(Directions for this task): Nothing but the lines from the one containing "of concrete promenade" through the final line of the data should be repeated, and each must be exact.

(Provided data):
• • •

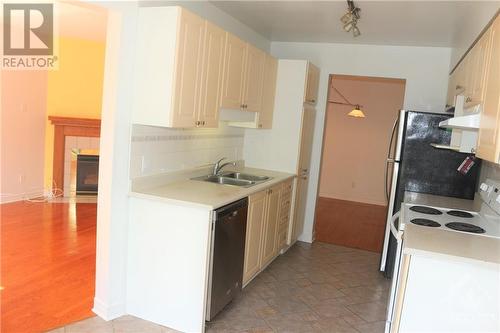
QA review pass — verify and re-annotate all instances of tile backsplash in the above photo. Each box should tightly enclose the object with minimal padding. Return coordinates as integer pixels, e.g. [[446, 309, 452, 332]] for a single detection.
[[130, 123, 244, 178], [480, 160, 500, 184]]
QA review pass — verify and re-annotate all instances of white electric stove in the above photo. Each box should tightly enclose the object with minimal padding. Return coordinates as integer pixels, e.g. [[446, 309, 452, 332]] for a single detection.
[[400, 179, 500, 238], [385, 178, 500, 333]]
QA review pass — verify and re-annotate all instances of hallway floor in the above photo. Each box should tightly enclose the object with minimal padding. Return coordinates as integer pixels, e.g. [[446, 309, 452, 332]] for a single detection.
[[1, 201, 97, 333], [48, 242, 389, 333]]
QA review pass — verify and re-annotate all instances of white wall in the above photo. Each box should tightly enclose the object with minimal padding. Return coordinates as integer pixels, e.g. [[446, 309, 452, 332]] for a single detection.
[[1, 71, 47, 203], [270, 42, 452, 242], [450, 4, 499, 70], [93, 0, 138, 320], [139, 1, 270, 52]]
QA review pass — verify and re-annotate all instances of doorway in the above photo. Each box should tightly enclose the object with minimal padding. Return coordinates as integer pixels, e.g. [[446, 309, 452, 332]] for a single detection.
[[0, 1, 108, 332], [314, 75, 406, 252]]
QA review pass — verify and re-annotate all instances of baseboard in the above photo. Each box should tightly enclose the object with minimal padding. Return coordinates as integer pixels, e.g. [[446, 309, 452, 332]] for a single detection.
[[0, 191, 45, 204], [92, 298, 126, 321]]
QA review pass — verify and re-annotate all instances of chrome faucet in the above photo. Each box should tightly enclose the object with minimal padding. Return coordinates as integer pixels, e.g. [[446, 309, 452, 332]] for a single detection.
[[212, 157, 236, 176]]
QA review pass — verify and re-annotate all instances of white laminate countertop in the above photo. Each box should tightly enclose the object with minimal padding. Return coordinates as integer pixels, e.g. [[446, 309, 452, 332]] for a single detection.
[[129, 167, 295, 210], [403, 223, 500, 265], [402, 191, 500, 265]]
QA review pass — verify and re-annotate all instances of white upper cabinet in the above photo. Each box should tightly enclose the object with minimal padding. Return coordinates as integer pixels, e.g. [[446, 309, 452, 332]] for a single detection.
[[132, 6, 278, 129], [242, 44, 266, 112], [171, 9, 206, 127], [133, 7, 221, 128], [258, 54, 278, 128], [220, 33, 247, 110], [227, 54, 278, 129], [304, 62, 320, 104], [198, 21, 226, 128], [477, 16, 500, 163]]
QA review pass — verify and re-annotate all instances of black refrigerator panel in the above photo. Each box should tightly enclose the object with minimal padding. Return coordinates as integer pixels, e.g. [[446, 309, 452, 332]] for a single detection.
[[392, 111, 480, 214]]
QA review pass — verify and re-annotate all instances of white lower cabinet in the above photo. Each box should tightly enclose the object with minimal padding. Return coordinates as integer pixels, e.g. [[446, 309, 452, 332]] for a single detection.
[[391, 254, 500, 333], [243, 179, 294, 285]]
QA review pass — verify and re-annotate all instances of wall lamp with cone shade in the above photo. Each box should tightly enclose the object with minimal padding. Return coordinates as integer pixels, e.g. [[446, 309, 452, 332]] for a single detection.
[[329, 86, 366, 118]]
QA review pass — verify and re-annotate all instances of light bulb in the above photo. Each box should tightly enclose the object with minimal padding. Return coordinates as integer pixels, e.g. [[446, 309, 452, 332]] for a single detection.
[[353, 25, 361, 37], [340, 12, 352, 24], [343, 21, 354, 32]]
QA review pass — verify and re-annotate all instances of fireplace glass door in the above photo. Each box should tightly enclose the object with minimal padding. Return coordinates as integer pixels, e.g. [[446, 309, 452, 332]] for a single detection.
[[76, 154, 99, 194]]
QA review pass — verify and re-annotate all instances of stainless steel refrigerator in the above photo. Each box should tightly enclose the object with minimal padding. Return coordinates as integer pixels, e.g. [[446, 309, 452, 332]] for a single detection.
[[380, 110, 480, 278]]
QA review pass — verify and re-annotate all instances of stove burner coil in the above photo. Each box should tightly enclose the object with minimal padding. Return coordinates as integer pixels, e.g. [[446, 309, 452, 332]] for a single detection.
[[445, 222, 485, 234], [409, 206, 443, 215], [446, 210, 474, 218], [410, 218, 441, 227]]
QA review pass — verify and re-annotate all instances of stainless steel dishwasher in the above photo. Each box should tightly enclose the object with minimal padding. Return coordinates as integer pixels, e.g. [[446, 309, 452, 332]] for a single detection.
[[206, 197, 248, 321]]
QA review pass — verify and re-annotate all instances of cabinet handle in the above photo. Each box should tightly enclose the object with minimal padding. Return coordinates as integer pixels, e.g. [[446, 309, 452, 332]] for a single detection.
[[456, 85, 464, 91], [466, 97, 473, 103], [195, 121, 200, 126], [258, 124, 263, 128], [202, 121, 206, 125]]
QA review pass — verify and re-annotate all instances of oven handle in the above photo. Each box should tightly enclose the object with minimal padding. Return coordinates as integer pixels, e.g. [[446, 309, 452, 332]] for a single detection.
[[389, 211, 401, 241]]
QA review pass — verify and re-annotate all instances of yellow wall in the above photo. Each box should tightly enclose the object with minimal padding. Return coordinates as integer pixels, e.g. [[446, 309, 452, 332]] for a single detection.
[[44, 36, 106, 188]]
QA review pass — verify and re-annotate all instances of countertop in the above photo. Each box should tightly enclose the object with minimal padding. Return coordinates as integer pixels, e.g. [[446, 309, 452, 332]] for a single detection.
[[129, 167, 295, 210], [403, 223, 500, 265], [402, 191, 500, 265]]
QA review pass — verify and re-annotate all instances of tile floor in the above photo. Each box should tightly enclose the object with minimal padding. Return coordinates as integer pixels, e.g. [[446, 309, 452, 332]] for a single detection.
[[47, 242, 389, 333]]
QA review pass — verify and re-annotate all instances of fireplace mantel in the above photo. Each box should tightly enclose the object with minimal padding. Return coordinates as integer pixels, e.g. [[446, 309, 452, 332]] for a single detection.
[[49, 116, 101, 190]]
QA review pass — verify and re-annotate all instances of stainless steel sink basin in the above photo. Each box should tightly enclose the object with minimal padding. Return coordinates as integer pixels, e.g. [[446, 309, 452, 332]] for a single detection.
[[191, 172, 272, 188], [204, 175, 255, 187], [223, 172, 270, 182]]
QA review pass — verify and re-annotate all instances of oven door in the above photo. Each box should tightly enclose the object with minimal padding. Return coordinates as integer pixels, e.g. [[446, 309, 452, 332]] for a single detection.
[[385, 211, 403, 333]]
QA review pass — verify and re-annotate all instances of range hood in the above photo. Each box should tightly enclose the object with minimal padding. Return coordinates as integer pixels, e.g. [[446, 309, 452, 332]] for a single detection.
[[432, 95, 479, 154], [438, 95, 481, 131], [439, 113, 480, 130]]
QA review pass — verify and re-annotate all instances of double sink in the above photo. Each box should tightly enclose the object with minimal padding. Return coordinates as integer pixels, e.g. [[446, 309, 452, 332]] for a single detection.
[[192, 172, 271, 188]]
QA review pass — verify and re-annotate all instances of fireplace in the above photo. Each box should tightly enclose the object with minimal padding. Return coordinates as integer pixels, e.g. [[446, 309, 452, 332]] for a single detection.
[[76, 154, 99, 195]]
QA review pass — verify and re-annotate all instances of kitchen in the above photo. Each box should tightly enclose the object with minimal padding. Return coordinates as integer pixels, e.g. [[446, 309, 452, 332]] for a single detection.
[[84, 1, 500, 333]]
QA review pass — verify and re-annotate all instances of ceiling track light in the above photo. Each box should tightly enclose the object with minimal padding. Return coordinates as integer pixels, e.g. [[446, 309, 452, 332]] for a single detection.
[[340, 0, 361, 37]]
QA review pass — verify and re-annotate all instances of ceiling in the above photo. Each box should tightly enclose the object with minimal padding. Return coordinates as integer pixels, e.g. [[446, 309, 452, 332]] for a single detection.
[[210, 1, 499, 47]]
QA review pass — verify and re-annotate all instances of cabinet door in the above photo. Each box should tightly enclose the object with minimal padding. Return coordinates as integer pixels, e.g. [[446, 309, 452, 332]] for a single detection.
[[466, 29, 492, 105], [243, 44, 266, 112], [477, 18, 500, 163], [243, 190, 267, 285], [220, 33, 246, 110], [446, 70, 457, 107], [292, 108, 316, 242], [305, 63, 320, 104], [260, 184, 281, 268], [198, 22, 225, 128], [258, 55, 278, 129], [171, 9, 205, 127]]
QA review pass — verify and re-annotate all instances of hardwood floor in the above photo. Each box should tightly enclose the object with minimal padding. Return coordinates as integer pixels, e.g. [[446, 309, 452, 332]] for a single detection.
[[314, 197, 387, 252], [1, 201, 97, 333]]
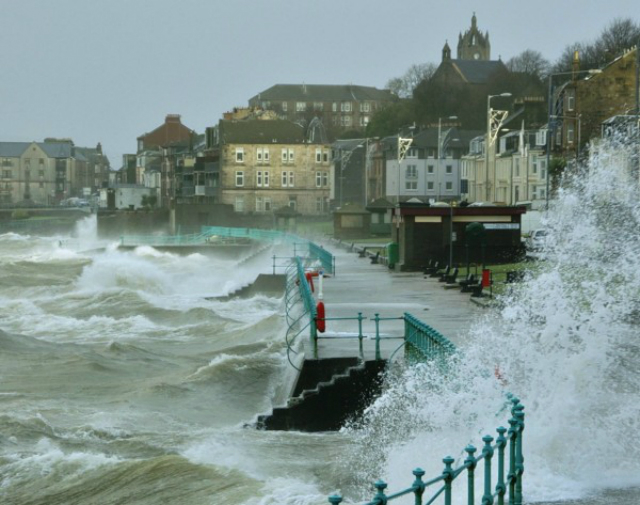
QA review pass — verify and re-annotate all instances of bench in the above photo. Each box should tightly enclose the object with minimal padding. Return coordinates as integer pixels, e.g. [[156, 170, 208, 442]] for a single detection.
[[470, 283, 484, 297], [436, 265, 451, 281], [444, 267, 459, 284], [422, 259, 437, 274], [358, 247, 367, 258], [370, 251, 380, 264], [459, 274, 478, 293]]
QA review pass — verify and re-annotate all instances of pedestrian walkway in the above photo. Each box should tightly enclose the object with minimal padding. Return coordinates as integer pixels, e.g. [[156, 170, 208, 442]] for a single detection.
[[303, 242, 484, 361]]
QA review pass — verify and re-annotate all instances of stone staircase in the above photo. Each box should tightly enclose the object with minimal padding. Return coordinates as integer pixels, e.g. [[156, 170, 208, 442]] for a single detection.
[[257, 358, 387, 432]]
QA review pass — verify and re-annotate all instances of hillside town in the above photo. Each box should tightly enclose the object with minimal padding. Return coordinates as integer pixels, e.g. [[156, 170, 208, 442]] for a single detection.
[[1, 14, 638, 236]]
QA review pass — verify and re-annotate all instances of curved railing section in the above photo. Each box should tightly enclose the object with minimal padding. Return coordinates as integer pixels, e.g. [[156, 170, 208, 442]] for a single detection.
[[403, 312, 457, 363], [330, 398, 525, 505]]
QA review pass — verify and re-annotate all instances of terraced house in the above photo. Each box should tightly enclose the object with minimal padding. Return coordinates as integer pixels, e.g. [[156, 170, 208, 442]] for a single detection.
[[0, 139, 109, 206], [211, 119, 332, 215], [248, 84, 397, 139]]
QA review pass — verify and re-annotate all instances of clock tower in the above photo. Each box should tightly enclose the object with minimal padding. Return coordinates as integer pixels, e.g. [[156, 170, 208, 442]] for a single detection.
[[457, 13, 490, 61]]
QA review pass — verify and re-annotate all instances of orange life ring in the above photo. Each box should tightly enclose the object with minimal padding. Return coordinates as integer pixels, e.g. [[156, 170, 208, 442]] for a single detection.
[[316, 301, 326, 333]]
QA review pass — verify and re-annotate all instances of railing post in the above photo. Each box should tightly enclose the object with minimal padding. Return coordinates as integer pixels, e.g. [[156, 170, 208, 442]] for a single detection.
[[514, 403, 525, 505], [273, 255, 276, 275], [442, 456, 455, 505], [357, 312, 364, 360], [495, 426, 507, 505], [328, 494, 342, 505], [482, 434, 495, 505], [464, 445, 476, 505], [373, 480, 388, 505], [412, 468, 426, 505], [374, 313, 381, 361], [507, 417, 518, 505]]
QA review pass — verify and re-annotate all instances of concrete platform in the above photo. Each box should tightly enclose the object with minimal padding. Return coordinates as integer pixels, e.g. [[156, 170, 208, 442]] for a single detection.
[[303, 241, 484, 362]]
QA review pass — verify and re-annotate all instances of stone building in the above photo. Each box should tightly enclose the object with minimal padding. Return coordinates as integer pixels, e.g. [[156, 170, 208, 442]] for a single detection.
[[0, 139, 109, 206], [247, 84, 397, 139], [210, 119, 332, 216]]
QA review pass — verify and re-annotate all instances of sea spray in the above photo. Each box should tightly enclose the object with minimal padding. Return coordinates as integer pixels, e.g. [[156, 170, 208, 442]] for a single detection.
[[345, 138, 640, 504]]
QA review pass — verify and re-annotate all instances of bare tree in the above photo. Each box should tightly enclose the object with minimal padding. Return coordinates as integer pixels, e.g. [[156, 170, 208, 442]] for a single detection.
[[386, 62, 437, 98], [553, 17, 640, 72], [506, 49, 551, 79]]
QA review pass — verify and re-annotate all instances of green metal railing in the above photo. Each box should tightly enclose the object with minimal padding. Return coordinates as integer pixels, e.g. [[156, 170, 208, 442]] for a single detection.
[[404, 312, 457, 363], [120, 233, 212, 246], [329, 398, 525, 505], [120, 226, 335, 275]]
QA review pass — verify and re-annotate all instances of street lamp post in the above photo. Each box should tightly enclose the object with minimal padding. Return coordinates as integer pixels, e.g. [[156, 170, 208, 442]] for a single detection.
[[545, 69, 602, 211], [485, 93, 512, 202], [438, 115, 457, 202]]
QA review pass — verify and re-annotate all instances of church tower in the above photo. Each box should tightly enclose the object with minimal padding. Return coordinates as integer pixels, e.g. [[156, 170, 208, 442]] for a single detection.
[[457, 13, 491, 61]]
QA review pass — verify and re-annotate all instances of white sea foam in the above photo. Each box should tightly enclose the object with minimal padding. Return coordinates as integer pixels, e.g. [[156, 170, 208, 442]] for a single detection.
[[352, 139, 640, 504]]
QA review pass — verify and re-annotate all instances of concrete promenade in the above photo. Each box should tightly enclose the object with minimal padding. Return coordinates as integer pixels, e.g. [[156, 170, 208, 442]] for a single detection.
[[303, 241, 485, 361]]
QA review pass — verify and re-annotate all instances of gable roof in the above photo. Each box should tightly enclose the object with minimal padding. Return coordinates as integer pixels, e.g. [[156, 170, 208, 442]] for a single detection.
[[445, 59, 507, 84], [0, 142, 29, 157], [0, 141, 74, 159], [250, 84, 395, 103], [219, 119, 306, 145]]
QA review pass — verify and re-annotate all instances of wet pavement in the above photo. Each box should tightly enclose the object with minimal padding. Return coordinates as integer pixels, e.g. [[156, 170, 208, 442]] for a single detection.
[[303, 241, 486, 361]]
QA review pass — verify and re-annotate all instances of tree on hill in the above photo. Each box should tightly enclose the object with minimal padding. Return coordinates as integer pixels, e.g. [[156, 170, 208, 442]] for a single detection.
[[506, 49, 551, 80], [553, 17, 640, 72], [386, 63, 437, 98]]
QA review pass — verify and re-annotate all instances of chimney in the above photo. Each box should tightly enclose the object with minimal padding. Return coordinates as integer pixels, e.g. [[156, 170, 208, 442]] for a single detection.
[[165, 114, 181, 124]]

• • •

(Output for this exercise):
QA review pass — verify and re-annotate all instances of concrete promenade in the above photo. Each box should tightly enclose the object with minimal padding. Return coordinates as integer pixels, e.g. [[156, 170, 208, 442]] for a single detection.
[[303, 241, 485, 361]]
QA review pass — verify and re-annotate all instances of gable roof in the above photo. Each box should tightly enclose the object with minimal padding. Return coordinates as integer pixels, e.g. [[156, 170, 208, 442]] for a single detection.
[[445, 59, 507, 84], [0, 142, 29, 157], [0, 141, 74, 159], [250, 84, 395, 103], [219, 119, 306, 145]]
QA review pass — verify and re-annotate all instances of wet pavement in the above photo. Each box should tightly enclose the object with minimal padding. Return coordinates as integer pixels, e.g. [[156, 170, 208, 442]] for a single detection.
[[303, 241, 486, 361]]
QA review pass — verify and re-annotate all instances of tree on hill in the above photo. Each box should tightly enclose the object with minimal padding. Return coordinates as integer pixels, e.g. [[156, 170, 208, 442]] for a single detection.
[[506, 49, 551, 80], [553, 17, 640, 72], [386, 63, 437, 98]]
QA review pass — verify and re-annotate all instances of chimney in the above photo. Each box should tightly enclose the object with minimal padding. Return coordinates as integer pixels, e.g. [[156, 170, 208, 442]] for a single detection.
[[165, 114, 181, 124]]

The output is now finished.